### Extract to read
◇ ◇ ◇ ◇ ◇ ◇ ◇

While the "Charge of Reductionism" response has been popular among academic theorists, what I call the "Retreat" response has been popular among some sections of the U.S. feminist movement. This response is simply to retreat from all practices of speaking for; it asserts that one can only know one's own narrow individual experience and one's "own truth" and thus that one can never make claims beyond this. This response is motivated in part by the desire to recognize difference and different priorities, without organizing these differences into hierarchies.
Now, sometimes I think this is the proper response to the problem of speaking for others, depending on who is making it. We certainly want to encourage a more receptive listening on the part of the discursively privileged and to discourage presumptuous and oppressive practices of speaking for. And the desire to retreat sometimes results from the desire to engage in political work but without practicing what might be called discursive imperialism. But a retreat from speaking for will not result in an increase in receptive listening in all cases; it may result merely in a retreat into a narcissistic yuppie lifestyle in which a privileged person takes no responsibility for her society whatsoever. She may even feel justified in exploiting her privileged capacity for personal happiness at the expense of others on the grounds that she has no alternative.

◇ ◇ ◇ ◇ ◇ ◇ ◇

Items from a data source
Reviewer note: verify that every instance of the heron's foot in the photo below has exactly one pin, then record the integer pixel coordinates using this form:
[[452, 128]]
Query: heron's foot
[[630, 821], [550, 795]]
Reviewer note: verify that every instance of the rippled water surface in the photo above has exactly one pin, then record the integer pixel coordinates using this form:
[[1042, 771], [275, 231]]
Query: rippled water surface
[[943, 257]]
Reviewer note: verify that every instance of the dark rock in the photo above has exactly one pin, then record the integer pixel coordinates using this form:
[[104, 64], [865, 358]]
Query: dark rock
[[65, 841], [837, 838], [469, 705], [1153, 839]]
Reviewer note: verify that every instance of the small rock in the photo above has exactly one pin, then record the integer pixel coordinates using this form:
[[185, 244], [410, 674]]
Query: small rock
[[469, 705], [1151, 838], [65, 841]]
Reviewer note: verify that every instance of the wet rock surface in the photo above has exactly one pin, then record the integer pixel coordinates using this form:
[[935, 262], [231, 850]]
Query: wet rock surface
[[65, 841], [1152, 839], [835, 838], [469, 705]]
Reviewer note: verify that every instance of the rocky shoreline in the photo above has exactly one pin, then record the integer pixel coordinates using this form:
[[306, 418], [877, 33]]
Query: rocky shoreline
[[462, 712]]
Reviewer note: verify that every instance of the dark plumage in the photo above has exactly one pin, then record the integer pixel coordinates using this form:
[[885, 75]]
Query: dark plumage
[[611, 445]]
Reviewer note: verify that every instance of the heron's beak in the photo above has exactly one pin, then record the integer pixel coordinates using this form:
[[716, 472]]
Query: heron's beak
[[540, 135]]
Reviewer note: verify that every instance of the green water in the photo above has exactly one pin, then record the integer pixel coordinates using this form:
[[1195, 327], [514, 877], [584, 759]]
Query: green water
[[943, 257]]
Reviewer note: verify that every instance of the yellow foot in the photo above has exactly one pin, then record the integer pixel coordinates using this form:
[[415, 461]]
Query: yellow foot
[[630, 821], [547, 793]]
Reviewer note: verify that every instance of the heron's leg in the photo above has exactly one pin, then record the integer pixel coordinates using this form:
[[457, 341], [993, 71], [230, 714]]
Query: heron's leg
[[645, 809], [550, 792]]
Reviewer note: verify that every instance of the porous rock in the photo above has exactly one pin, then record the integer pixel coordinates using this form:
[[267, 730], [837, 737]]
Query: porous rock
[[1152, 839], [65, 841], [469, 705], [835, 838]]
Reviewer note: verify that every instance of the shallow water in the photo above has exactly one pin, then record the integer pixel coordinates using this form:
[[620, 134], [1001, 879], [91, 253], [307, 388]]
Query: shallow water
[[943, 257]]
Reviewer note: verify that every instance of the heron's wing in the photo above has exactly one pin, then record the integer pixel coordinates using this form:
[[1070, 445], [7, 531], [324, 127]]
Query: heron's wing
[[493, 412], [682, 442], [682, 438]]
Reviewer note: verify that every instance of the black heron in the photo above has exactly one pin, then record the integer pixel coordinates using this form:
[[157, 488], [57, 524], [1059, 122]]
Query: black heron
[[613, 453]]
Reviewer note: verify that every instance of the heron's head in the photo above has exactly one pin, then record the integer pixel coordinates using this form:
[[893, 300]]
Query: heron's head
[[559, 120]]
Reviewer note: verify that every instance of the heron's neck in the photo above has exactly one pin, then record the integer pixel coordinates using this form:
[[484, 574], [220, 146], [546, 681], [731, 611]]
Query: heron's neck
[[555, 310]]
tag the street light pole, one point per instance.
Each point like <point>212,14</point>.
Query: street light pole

◇ ◇ ◇ ◇ ◇ ◇ ◇

### Complete the following
**a.** In the text on speaking for others, the "Retreat" response has been popular among which group?
**b.** Write out the portion of the text on speaking for others that begins with the words containing "Now, sometimes I" and ends with "has no alternative.".

### Task-by-task outputs
**a.** Some sections of the U.S. feminist movement.

**b.**
Now, sometimes I think this is the proper response to the problem of speaking for others, depending on who is making it. We certainly want to encourage a more receptive listening on the part of the discursively privileged and to discourage presumptuous and oppressive practices of speaking for. And the desire to retreat sometimes results from the desire to engage in political work but without practicing what might be called discursive imperialism. But a retreat from speaking for will not result in an increase in receptive listening in all cases; it may result merely in a retreat into a narcissistic yuppie lifestyle in which a privileged person takes no responsibility for her society whatsoever. She may even feel justified in exploiting her privileged capacity for personal happiness at the expense of others on the grounds that she has no alternative.